#### Provided text:
Horngren's Accounting, 10e (Nobles/Mattison/Matsumura)
Chapter 1 Accounting and the Business Environment
Learning Objective 1-1
1) Accounting is the information system that measures business activities, processes the information into reports, and communicates the results to decision makers.
Answer: TRUE
Diff: 1
LO: 1-1
AACSB: Concept
AICPA Functional: Measurement
2) Accounting is referred to as the language of business because it is the method of communicating business information to stakeholders.
Answer: TRUE
Diff: 1
LO: 1-1
AACSB: Concept
AICPA Functional: Measurement
3) Managerial accounting focuses on information for external decision makers.
Answer: FALSE
Diff: 1
LO: 1-1
AACSB: Concept
AICPA Functional: Measurement
4) Stockholders primarily use managerial accounting information for decision-making purposes.
Answer: FALSE
Diff: 1
LO: 1-1
AACSB: Concept
AICPA Functional: Measurement
5) A creditor is a person who owes money to the business.
Answer: FALSE
Diff: 1
LO: 1-1
AACSB: Concept
AICPA Functional: Measurement
6) Local, state, and federal governments use accounting information to calculate income tax.
Answer: TRUE
Diff: 1
LO: 1-1
AACSB: Concept
AICPA Functional: Measurement
7) Financial accounting focuses on information for decision makers outside of the business, such as creditors and taxing authorities.
Answer: TRUE
Diff: 1
LO: 1-1
AACSB: Concept
AICPA Functional: Measurement
8) Business owners use accounting information to set goals, evaluate progress toward those goals, and make adjustments when needed.
Answer: TRUE
Diff: 1
LO: 1-1
AACSB: Concept
AICPA Functional: Measurement
9) Outside investors would ordinarily use managerial accounting information to decide whether or not to invest in a business.

#### Information supplied:

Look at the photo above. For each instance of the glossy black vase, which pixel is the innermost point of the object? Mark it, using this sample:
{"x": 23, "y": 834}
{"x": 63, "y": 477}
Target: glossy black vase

#### Required tasks:
- 1) How would you say this sentence from the accounting test bank in Spanish: "Accounting is referred to as the language of business because it is the method of communicating business information to stakeholders."?
- 2) Can you write the next part of the accounting test bank, picking up right after its ninth statement?

#### Task responses:
- 1) La contabilidad se conoce como el lenguaje de los negocios porque es el método para comunicar información empresarial a las partes interesadas.

- 2)
Answer: FALSE
Diff: 1
LO: 1-1
AACSB: Concept
AICPA Functional: Measurement
10) A creditor is any person who has an ownership interest in a business.
Answer: FALSE
Diff: 1
LO: 1-1
AACSB: Concept
AICPA Functional: Measurement
11) Different users of financial statements focus on the different parts of the financial statements for the information they need.
Answer: TRUE
Diff: 1
LO: 1-1
AACSB: Concept
AICPA Functional: Measurement
12) Any person or business to whom a business owes money is called the business's creditor.
Answer: TRUE
Diff: 1
LO: 1-1
AACSB: Concept
AICPA Functional: Measurement
13) Managerial accounting provides information to:
A) internal decision makers.
B) outside investors and lenders.
C) auditors.
D) taxing authorities.
Answer: A
Diff: 1
LO: 1-1
AACSB: Concept
AICPA Functional: Measurement
14) Which of the following statements best defines financial statements?
A) Financial statements are the information systems that record monetary and nonmonetary business transactions.
B) Financial statements are the verbal statements made to business news organizations by chief financial officers.
C) Financial statements are documents that report on a business in monetary terms, providing information to help people make informed business decisions.
D) Financial statements are plans and forecasts for future time periods based on information from past financial periods.
Answer: C
Diff: 2
LO: 1-1
AACSB: Concept
AICPA Functional: Measurement
15) The field of accounting that focuses on providing information for external decision makers is:
A) managerial accounting.
B) financial accounting.
C) cost accounting.
D) nonmonetary accounting.
Answer: B
Diff: 1
LO: 1-1
AACSB: Concept
AICPA Functional: Measurement
16) The field of accounting that focuses on providing information for internal decision makers is:
A) managerial accounting.
B) financial accounting.
C) nonmonetary accounting.
D) governmental accounting.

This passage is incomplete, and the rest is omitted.